[The input]:
§

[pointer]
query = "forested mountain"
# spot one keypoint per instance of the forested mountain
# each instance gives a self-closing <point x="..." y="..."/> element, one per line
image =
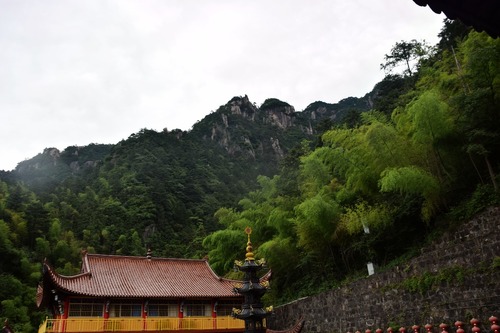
<point x="415" y="155"/>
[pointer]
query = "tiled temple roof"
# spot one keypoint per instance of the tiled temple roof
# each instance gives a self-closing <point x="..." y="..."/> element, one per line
<point x="142" y="277"/>
<point x="482" y="15"/>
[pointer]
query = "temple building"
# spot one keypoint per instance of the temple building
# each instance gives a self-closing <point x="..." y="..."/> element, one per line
<point x="136" y="294"/>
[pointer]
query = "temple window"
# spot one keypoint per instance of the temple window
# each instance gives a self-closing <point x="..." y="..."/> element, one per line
<point x="225" y="308"/>
<point x="197" y="308"/>
<point x="85" y="307"/>
<point x="125" y="309"/>
<point x="163" y="309"/>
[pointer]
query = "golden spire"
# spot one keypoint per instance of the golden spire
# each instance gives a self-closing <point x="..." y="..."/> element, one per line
<point x="249" y="255"/>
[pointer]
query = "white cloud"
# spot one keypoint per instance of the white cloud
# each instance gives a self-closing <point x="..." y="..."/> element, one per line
<point x="96" y="71"/>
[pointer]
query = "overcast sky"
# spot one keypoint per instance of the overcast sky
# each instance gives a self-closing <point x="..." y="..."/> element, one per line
<point x="97" y="71"/>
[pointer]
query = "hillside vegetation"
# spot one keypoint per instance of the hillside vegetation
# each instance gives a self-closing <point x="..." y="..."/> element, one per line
<point x="411" y="158"/>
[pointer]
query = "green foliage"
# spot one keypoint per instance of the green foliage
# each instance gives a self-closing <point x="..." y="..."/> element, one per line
<point x="429" y="281"/>
<point x="406" y="53"/>
<point x="273" y="103"/>
<point x="429" y="146"/>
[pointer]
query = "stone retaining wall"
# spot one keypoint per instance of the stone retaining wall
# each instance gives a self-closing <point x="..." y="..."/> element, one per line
<point x="455" y="278"/>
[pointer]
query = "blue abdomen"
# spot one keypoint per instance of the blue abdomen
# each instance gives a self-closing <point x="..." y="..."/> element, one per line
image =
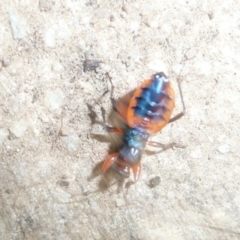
<point x="152" y="103"/>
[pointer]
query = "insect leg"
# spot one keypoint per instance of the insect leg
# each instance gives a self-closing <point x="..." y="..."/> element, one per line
<point x="109" y="161"/>
<point x="111" y="128"/>
<point x="164" y="146"/>
<point x="161" y="145"/>
<point x="136" y="171"/>
<point x="178" y="116"/>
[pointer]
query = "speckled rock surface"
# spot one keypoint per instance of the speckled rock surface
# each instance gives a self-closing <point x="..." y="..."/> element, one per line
<point x="50" y="151"/>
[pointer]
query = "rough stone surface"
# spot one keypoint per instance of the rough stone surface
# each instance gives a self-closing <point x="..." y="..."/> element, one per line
<point x="51" y="186"/>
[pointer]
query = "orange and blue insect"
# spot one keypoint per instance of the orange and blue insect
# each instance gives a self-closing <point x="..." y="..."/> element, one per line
<point x="148" y="110"/>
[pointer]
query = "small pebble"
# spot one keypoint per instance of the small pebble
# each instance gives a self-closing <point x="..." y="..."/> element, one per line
<point x="71" y="142"/>
<point x="57" y="67"/>
<point x="15" y="68"/>
<point x="120" y="203"/>
<point x="18" y="28"/>
<point x="190" y="54"/>
<point x="3" y="135"/>
<point x="196" y="154"/>
<point x="54" y="99"/>
<point x="225" y="148"/>
<point x="19" y="128"/>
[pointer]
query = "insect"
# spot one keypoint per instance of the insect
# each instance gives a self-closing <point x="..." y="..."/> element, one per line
<point x="148" y="110"/>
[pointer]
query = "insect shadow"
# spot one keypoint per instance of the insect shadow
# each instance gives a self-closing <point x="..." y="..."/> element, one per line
<point x="145" y="111"/>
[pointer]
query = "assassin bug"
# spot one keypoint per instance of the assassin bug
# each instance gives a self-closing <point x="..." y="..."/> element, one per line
<point x="146" y="112"/>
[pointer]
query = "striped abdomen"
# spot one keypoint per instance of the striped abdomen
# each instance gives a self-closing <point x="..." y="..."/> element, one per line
<point x="152" y="104"/>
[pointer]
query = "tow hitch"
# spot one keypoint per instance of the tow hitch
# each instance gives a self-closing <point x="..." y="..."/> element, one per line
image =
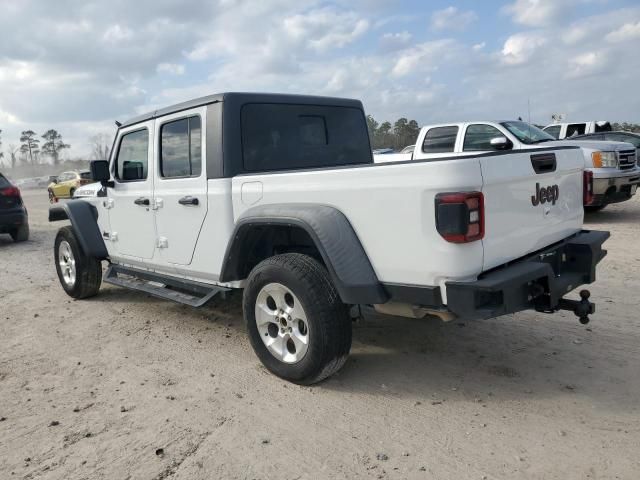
<point x="582" y="308"/>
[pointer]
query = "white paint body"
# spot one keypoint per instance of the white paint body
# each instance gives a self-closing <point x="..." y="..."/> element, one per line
<point x="391" y="208"/>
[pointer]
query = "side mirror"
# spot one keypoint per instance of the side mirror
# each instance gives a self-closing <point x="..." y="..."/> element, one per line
<point x="100" y="172"/>
<point x="501" y="143"/>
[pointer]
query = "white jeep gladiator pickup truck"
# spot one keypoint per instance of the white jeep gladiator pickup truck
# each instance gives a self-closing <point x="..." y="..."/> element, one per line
<point x="279" y="195"/>
<point x="611" y="172"/>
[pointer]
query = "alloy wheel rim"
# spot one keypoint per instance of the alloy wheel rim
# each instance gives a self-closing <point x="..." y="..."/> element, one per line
<point x="67" y="263"/>
<point x="282" y="323"/>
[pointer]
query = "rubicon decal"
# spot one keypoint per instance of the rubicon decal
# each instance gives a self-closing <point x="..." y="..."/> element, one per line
<point x="545" y="194"/>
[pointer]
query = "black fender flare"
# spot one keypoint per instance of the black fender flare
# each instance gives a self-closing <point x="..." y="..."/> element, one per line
<point x="83" y="217"/>
<point x="334" y="237"/>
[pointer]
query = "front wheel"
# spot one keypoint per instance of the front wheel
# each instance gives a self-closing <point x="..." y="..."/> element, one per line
<point x="297" y="324"/>
<point x="79" y="274"/>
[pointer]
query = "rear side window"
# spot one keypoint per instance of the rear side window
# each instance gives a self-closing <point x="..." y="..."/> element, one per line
<point x="554" y="131"/>
<point x="133" y="156"/>
<point x="576" y="129"/>
<point x="478" y="137"/>
<point x="440" y="140"/>
<point x="181" y="148"/>
<point x="289" y="137"/>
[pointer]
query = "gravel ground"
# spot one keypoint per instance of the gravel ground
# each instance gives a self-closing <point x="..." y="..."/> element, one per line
<point x="129" y="387"/>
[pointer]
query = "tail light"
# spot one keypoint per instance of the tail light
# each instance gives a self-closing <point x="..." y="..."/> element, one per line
<point x="460" y="216"/>
<point x="10" y="192"/>
<point x="587" y="187"/>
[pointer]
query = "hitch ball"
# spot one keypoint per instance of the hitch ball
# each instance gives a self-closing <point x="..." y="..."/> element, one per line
<point x="584" y="307"/>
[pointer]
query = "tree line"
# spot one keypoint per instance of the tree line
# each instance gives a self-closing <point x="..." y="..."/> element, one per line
<point x="32" y="149"/>
<point x="403" y="132"/>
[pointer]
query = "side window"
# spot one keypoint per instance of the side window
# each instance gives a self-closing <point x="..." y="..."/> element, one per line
<point x="576" y="129"/>
<point x="620" y="137"/>
<point x="181" y="148"/>
<point x="440" y="140"/>
<point x="478" y="137"/>
<point x="554" y="131"/>
<point x="133" y="156"/>
<point x="291" y="137"/>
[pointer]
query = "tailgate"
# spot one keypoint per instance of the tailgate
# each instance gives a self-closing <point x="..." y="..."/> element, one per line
<point x="532" y="200"/>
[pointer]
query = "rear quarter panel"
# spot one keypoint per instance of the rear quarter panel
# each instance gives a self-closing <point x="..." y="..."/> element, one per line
<point x="391" y="208"/>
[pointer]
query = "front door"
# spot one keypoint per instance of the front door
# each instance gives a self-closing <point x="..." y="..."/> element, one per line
<point x="180" y="195"/>
<point x="131" y="216"/>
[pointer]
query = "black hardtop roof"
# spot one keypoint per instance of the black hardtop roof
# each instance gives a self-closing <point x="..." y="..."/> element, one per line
<point x="244" y="97"/>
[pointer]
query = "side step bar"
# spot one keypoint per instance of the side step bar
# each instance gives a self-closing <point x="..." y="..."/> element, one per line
<point x="187" y="292"/>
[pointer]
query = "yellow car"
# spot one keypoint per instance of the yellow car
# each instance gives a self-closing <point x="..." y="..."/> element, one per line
<point x="65" y="185"/>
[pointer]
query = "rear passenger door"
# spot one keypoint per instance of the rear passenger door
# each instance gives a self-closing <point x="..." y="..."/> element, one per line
<point x="180" y="195"/>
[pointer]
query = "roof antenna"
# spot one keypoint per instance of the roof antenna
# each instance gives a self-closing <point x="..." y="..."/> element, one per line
<point x="529" y="115"/>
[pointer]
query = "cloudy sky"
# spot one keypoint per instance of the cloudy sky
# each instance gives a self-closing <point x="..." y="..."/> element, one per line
<point x="78" y="65"/>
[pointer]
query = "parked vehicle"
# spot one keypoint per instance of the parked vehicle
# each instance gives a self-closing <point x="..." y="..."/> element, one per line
<point x="561" y="130"/>
<point x="615" y="136"/>
<point x="612" y="173"/>
<point x="14" y="218"/>
<point x="65" y="184"/>
<point x="279" y="195"/>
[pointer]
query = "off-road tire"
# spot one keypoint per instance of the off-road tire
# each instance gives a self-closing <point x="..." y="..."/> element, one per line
<point x="88" y="270"/>
<point x="328" y="318"/>
<point x="21" y="234"/>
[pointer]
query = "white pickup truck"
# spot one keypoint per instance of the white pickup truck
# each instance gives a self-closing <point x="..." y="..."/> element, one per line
<point x="562" y="130"/>
<point x="279" y="195"/>
<point x="612" y="174"/>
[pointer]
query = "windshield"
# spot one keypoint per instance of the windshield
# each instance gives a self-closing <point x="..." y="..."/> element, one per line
<point x="527" y="133"/>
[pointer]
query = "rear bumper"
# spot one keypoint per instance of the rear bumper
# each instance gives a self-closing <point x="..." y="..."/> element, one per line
<point x="12" y="218"/>
<point x="537" y="281"/>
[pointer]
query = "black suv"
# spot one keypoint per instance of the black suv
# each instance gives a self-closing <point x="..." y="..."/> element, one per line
<point x="14" y="219"/>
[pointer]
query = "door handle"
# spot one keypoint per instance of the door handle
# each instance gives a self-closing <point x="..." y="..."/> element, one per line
<point x="188" y="200"/>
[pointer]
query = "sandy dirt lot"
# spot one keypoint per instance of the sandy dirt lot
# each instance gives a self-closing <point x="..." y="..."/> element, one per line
<point x="124" y="386"/>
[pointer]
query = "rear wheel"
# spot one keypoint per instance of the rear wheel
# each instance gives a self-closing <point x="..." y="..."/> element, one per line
<point x="79" y="274"/>
<point x="297" y="324"/>
<point x="21" y="234"/>
<point x="593" y="208"/>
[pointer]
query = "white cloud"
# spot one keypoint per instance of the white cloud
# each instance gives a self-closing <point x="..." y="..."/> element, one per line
<point x="117" y="33"/>
<point x="170" y="68"/>
<point x="426" y="57"/>
<point x="519" y="48"/>
<point x="538" y="13"/>
<point x="451" y="18"/>
<point x="395" y="41"/>
<point x="325" y="28"/>
<point x="629" y="31"/>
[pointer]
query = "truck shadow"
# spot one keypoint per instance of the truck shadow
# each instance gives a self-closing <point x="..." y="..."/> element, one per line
<point x="515" y="357"/>
<point x="511" y="358"/>
<point x="614" y="214"/>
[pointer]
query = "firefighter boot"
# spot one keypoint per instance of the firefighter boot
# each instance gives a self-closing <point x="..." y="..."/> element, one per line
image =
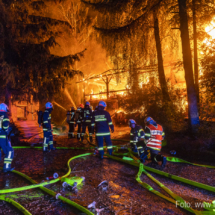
<point x="143" y="156"/>
<point x="8" y="169"/>
<point x="91" y="139"/>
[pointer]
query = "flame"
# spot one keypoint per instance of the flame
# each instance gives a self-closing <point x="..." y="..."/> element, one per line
<point x="70" y="98"/>
<point x="140" y="110"/>
<point x="210" y="29"/>
<point x="59" y="106"/>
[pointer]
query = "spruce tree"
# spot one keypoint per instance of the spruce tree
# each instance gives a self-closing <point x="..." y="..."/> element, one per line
<point x="27" y="66"/>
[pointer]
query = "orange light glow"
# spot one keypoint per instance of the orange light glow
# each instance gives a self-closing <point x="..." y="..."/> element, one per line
<point x="70" y="98"/>
<point x="59" y="106"/>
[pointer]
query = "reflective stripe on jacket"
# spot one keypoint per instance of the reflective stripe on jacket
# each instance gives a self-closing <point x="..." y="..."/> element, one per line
<point x="136" y="133"/>
<point x="154" y="134"/>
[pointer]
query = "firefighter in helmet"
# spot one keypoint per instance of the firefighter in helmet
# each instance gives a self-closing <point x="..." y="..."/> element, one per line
<point x="102" y="121"/>
<point x="154" y="135"/>
<point x="137" y="136"/>
<point x="47" y="130"/>
<point x="5" y="144"/>
<point x="78" y="122"/>
<point x="86" y="118"/>
<point x="71" y="121"/>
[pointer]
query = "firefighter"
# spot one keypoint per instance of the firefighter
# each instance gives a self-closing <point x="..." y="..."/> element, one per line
<point x="47" y="130"/>
<point x="153" y="138"/>
<point x="5" y="144"/>
<point x="96" y="108"/>
<point x="72" y="123"/>
<point x="86" y="118"/>
<point x="78" y="122"/>
<point x="136" y="136"/>
<point x="102" y="121"/>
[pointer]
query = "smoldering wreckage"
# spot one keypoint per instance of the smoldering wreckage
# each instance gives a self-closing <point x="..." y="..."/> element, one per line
<point x="152" y="62"/>
<point x="99" y="181"/>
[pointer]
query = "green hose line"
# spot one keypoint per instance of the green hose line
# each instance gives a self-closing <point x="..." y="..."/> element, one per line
<point x="177" y="178"/>
<point x="52" y="192"/>
<point x="35" y="185"/>
<point x="178" y="160"/>
<point x="40" y="147"/>
<point x="16" y="204"/>
<point x="177" y="199"/>
<point x="120" y="140"/>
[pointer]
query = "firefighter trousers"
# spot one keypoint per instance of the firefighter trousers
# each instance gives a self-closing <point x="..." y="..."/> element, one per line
<point x="71" y="129"/>
<point x="108" y="142"/>
<point x="48" y="140"/>
<point x="5" y="145"/>
<point x="79" y="131"/>
<point x="151" y="153"/>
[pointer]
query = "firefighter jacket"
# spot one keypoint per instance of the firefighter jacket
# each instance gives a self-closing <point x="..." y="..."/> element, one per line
<point x="136" y="133"/>
<point x="102" y="121"/>
<point x="79" y="113"/>
<point x="154" y="135"/>
<point x="4" y="124"/>
<point x="86" y="115"/>
<point x="72" y="119"/>
<point x="47" y="120"/>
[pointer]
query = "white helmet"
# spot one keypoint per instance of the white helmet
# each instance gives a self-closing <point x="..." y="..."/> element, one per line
<point x="49" y="105"/>
<point x="3" y="107"/>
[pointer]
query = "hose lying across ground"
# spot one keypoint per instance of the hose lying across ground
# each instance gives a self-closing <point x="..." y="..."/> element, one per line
<point x="177" y="200"/>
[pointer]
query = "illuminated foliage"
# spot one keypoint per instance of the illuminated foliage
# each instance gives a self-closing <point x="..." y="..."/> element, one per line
<point x="27" y="65"/>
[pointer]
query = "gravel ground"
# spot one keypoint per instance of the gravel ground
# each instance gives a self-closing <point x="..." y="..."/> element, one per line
<point x="123" y="196"/>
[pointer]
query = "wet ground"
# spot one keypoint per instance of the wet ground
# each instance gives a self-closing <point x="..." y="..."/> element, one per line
<point x="123" y="196"/>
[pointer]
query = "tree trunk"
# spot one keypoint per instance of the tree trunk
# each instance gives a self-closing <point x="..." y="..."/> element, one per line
<point x="161" y="73"/>
<point x="196" y="69"/>
<point x="187" y="60"/>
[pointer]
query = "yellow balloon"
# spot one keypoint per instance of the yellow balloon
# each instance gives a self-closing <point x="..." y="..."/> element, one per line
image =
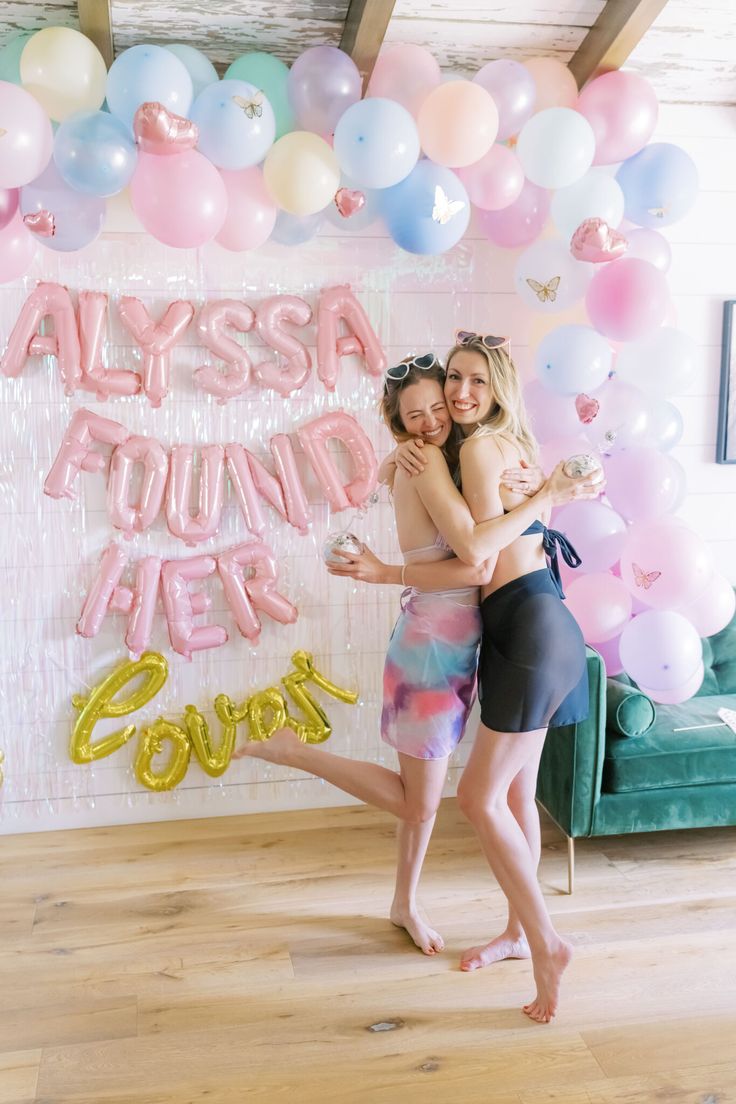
<point x="301" y="172"/>
<point x="64" y="71"/>
<point x="99" y="703"/>
<point x="150" y="744"/>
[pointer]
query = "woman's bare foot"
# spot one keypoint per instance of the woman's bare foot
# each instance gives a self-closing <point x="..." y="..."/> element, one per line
<point x="548" y="969"/>
<point x="427" y="940"/>
<point x="283" y="747"/>
<point x="507" y="945"/>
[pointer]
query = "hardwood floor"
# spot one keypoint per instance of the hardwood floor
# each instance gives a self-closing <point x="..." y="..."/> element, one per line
<point x="251" y="959"/>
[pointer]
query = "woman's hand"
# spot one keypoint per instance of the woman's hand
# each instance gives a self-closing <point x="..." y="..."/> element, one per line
<point x="364" y="566"/>
<point x="525" y="479"/>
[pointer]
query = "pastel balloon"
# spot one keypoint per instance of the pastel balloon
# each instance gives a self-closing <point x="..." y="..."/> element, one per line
<point x="547" y="278"/>
<point x="180" y="200"/>
<point x="405" y="74"/>
<point x="714" y="606"/>
<point x="458" y="123"/>
<point x="94" y="152"/>
<point x="513" y="91"/>
<point x="301" y="171"/>
<point x="291" y="373"/>
<point x="595" y="195"/>
<point x="555" y="84"/>
<point x="659" y="184"/>
<point x="521" y="222"/>
<point x="148" y="74"/>
<point x="573" y="359"/>
<point x="596" y="532"/>
<point x="64" y="71"/>
<point x="641" y="483"/>
<point x="496" y="180"/>
<point x="665" y="564"/>
<point x="628" y="299"/>
<point x="556" y="147"/>
<point x="661" y="363"/>
<point x="28" y="139"/>
<point x="428" y="212"/>
<point x="323" y="83"/>
<point x="622" y="109"/>
<point x="236" y="124"/>
<point x="251" y="211"/>
<point x="376" y="142"/>
<point x="600" y="604"/>
<point x="660" y="649"/>
<point x="196" y="64"/>
<point x="270" y="76"/>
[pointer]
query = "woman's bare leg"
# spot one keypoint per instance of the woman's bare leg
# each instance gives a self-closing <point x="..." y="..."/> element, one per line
<point x="494" y="762"/>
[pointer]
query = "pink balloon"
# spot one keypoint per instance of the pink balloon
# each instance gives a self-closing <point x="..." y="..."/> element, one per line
<point x="713" y="608"/>
<point x="246" y="596"/>
<point x="521" y="222"/>
<point x="75" y="453"/>
<point x="148" y="452"/>
<point x="95" y="377"/>
<point x="181" y="200"/>
<point x="595" y="531"/>
<point x="665" y="564"/>
<point x="622" y="110"/>
<point x="406" y="74"/>
<point x="496" y="180"/>
<point x="294" y="373"/>
<point x="313" y="438"/>
<point x="212" y="484"/>
<point x="628" y="299"/>
<point x="25" y="340"/>
<point x="641" y="483"/>
<point x="251" y="211"/>
<point x="212" y="328"/>
<point x="182" y="606"/>
<point x="156" y="340"/>
<point x="336" y="305"/>
<point x="600" y="604"/>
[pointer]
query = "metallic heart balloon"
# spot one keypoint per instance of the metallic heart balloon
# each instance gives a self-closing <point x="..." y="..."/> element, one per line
<point x="158" y="130"/>
<point x="595" y="241"/>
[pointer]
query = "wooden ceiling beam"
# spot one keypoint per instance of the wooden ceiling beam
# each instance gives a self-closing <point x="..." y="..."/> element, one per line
<point x="614" y="35"/>
<point x="365" y="28"/>
<point x="96" y="22"/>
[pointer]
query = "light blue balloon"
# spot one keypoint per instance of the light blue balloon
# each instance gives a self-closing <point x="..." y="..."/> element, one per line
<point x="573" y="359"/>
<point x="236" y="124"/>
<point x="148" y="74"/>
<point x="95" y="152"/>
<point x="295" y="230"/>
<point x="659" y="184"/>
<point x="376" y="142"/>
<point x="77" y="218"/>
<point x="427" y="212"/>
<point x="199" y="67"/>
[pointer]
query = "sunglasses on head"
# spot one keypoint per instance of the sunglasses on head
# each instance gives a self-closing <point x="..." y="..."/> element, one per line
<point x="424" y="362"/>
<point x="465" y="337"/>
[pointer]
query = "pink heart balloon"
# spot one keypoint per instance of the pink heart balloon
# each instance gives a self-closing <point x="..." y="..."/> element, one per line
<point x="595" y="241"/>
<point x="158" y="130"/>
<point x="41" y="223"/>
<point x="348" y="201"/>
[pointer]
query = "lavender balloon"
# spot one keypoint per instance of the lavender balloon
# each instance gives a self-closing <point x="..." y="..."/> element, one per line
<point x="323" y="83"/>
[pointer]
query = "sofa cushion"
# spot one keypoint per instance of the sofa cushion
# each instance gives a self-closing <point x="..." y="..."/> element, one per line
<point x="629" y="712"/>
<point x="663" y="756"/>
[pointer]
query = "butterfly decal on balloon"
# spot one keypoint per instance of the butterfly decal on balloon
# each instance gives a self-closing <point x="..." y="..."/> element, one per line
<point x="445" y="209"/>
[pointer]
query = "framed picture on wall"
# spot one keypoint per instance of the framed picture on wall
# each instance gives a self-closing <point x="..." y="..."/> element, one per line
<point x="726" y="437"/>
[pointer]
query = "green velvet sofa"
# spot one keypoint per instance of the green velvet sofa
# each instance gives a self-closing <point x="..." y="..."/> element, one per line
<point x="595" y="781"/>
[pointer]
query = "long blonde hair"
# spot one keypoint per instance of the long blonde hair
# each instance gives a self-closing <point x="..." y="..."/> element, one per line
<point x="508" y="415"/>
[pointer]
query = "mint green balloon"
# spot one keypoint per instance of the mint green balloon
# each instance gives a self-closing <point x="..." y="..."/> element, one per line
<point x="10" y="59"/>
<point x="268" y="74"/>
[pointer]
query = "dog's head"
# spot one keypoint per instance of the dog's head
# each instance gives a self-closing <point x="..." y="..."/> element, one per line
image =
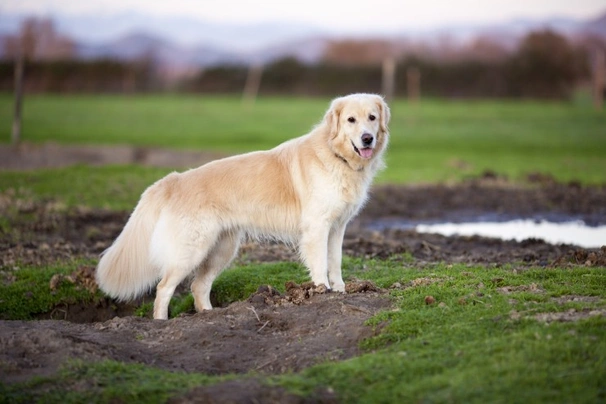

§

[Short problem]: Pull out every line of the records that contains the word "flame", matching its case exactly.

[Task output]:
query = "flame"
# spot one keypoint per instance of the flame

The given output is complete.